### Directions for this task
Copy the data from the line with "Reviewer note. Confirm that each instance of the man's" up to and including the line with "<point>496,347</point>", leaving every line in place and shifting each x and y coordinate up by 148.
··········
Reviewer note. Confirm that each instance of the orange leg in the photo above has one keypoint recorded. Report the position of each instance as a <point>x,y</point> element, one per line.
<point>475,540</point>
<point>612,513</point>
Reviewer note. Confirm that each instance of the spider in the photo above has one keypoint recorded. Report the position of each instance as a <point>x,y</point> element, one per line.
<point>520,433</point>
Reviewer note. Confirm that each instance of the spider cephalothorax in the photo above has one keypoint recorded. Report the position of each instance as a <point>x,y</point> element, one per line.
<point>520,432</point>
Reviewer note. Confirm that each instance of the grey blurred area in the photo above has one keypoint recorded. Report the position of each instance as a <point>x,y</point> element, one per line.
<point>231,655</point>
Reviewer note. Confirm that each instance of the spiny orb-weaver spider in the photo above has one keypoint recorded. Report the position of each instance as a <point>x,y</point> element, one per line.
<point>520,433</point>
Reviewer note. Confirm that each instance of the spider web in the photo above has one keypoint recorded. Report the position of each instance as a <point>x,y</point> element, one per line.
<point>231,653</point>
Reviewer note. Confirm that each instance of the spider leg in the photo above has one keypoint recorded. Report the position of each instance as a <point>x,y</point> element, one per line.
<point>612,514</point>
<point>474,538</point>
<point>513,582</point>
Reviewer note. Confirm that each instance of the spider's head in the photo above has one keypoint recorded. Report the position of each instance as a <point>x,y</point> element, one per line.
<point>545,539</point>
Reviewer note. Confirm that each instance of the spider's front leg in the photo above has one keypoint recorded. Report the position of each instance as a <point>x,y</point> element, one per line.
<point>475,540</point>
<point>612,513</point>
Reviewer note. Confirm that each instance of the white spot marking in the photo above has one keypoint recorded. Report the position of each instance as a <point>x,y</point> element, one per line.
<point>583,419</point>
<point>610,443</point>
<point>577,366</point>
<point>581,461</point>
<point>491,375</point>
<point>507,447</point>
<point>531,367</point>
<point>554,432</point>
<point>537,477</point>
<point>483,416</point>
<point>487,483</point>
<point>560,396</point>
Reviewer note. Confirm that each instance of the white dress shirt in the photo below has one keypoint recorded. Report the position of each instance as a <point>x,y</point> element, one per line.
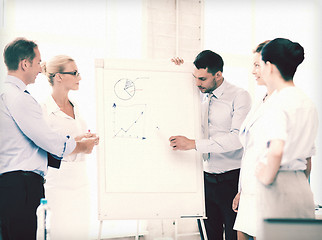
<point>227,110</point>
<point>25,137</point>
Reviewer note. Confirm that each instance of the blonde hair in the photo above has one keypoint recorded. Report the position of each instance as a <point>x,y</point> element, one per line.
<point>55,65</point>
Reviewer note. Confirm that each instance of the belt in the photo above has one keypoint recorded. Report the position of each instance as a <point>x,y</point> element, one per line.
<point>24,174</point>
<point>221,177</point>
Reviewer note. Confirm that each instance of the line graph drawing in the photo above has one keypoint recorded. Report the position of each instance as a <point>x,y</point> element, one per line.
<point>125,88</point>
<point>129,121</point>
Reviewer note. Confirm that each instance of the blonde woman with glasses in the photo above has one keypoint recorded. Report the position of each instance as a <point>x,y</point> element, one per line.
<point>67,189</point>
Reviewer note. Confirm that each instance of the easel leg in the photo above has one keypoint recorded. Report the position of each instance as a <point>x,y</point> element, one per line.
<point>175,222</point>
<point>100,230</point>
<point>203,229</point>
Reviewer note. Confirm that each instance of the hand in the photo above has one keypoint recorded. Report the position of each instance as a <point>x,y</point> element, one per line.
<point>236,202</point>
<point>182,143</point>
<point>89,143</point>
<point>85,135</point>
<point>177,60</point>
<point>261,173</point>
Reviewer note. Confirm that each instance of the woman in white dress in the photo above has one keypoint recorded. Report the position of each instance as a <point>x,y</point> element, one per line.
<point>244,202</point>
<point>286,139</point>
<point>67,188</point>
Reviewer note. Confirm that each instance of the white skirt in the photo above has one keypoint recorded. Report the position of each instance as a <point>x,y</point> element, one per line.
<point>67,192</point>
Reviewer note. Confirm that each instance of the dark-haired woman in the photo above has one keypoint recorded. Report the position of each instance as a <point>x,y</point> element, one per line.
<point>245,199</point>
<point>287,136</point>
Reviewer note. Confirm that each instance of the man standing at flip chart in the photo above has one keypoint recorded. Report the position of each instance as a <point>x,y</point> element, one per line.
<point>224,108</point>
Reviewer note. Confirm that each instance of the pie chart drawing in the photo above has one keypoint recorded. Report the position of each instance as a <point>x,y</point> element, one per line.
<point>124,89</point>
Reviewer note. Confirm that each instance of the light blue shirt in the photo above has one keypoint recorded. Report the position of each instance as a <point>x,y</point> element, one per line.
<point>25,137</point>
<point>227,110</point>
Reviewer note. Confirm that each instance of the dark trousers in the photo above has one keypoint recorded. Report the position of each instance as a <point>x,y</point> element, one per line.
<point>220,190</point>
<point>20,194</point>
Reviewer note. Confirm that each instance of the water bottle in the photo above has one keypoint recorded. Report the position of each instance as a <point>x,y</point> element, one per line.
<point>43,220</point>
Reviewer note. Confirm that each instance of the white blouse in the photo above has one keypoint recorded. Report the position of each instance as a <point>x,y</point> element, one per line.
<point>64,124</point>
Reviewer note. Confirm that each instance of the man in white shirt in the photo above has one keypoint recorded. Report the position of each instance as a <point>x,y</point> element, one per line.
<point>25,141</point>
<point>224,108</point>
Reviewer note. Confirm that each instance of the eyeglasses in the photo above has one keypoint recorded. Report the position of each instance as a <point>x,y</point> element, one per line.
<point>75,73</point>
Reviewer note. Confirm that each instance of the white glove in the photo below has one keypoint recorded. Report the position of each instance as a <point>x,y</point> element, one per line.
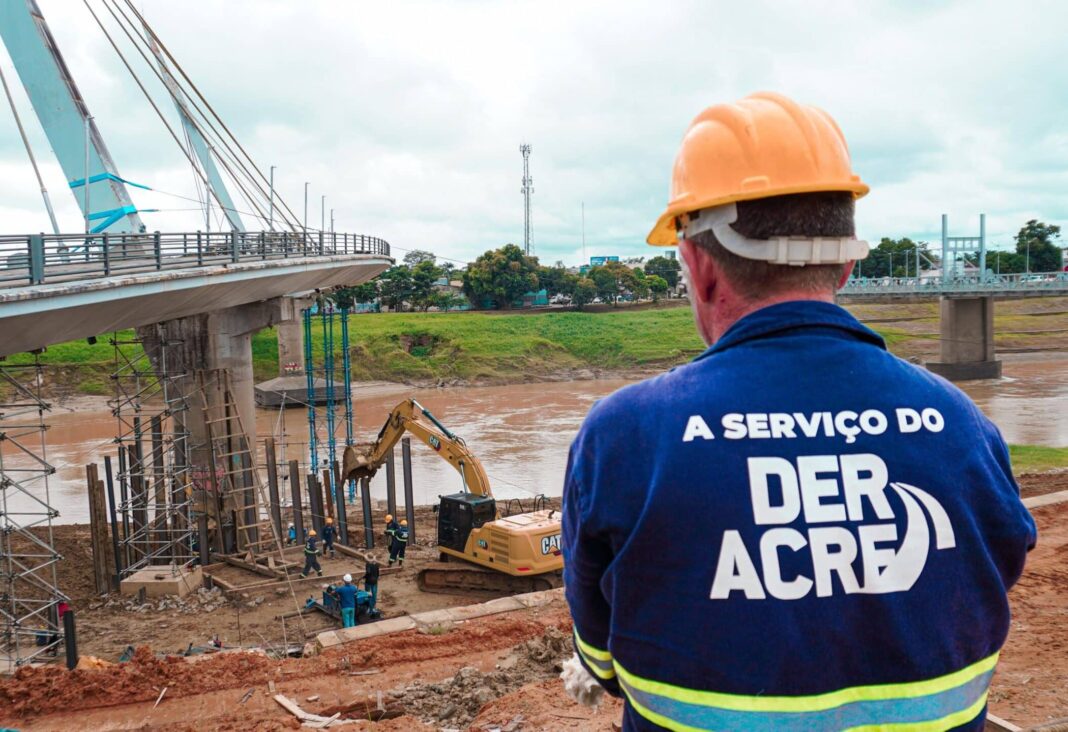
<point>579,684</point>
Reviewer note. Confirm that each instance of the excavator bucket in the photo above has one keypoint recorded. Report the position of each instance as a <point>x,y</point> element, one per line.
<point>356,464</point>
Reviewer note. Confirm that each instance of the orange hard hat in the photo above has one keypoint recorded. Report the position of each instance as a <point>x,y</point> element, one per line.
<point>759,146</point>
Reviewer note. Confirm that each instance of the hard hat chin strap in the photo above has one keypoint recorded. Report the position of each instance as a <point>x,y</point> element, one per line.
<point>790,250</point>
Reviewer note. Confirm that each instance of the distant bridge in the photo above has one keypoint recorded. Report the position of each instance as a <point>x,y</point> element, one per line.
<point>1003,286</point>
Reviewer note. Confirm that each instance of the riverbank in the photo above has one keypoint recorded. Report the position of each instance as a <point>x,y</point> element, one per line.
<point>464,348</point>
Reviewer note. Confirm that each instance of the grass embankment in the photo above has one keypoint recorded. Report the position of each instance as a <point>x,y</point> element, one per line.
<point>1037,457</point>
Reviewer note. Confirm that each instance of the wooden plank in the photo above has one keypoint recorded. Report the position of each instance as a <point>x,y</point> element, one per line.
<point>252,566</point>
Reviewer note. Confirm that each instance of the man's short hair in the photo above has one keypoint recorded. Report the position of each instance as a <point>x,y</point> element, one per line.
<point>823,214</point>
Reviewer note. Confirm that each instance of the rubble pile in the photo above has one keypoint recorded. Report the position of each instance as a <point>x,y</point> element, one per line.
<point>455,702</point>
<point>201,601</point>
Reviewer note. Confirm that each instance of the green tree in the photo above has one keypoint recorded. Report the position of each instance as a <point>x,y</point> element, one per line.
<point>554,280</point>
<point>1035,243</point>
<point>346,297</point>
<point>423,277</point>
<point>658,286</point>
<point>899,253</point>
<point>446,300</point>
<point>664,267</point>
<point>583,292</point>
<point>501,276</point>
<point>415,257</point>
<point>395,286</point>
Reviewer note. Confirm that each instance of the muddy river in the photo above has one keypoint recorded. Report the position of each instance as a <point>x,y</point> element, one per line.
<point>521,432</point>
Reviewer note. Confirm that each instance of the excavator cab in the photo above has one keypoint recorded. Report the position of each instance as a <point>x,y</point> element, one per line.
<point>458,514</point>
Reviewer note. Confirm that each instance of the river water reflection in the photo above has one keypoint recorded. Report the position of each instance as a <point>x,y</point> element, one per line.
<point>521,432</point>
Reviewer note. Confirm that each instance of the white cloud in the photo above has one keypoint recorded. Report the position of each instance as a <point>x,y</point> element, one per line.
<point>409,115</point>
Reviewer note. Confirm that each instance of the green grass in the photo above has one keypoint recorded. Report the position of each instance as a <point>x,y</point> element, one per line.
<point>1037,457</point>
<point>496,347</point>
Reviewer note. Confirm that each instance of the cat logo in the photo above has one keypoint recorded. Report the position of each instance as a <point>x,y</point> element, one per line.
<point>550,545</point>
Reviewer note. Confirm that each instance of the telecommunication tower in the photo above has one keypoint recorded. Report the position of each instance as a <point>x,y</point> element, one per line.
<point>527,190</point>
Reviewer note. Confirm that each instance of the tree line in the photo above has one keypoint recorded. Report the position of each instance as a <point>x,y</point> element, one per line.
<point>1036,251</point>
<point>501,277</point>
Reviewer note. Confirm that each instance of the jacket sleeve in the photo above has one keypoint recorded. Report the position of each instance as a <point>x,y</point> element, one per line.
<point>586,557</point>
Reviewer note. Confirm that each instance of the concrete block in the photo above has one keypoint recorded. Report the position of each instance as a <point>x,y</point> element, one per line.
<point>158,581</point>
<point>968,371</point>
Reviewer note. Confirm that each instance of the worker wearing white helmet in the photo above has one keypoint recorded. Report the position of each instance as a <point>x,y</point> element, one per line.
··········
### Task answer
Reviewer note. Confirm that each instance of the man's short hair in the photo above has one keypoint recorded. Report the position of each instance as a <point>x,y</point> element, one per line.
<point>971,362</point>
Reviewer note. Confirm that each instance of the rubble pile in the photo above has one keypoint recorded. Report the position of each instance as a <point>x,y</point> element, one per line.
<point>603,850</point>
<point>349,749</point>
Reviewer note. Confirm that each instance of the green tree in the photo above has one keypoint recorded. Report the position of each instance as a <point>x,y</point> element, one per line.
<point>702,428</point>
<point>1183,391</point>
<point>494,445</point>
<point>571,425</point>
<point>806,434</point>
<point>1047,401</point>
<point>594,448</point>
<point>812,415</point>
<point>731,440</point>
<point>649,424</point>
<point>563,405</point>
<point>543,434</point>
Reviewer note. Confirm that each instance of the muddy river in the photo above has one keypoint recorded. Report the position of each instance as a <point>x,y</point> element, one per line.
<point>669,580</point>
Reviewer note. Confirm that each instance of the excavator cab in the photo above has one keypoint recorded. Report the position of each instance as a <point>x,y</point> element, one per line.
<point>606,662</point>
Reviewer note. Confirm that each instance of the river water reflection in the photo above has one keypoint recorded. Report the position of each instance as a <point>x,y</point> element, one per line.
<point>669,580</point>
Reviewer note. Confirm that each instance of the white cloud in the photo above has one keypoint recorded. Report the position of each instance as a <point>x,y</point> element, one per line.
<point>557,263</point>
Reviewer note. Confirm that each instance of the green grass in the photo above has one keypoint recorded. Report the position of each instance as a <point>x,y</point> element, one per line.
<point>1185,605</point>
<point>644,495</point>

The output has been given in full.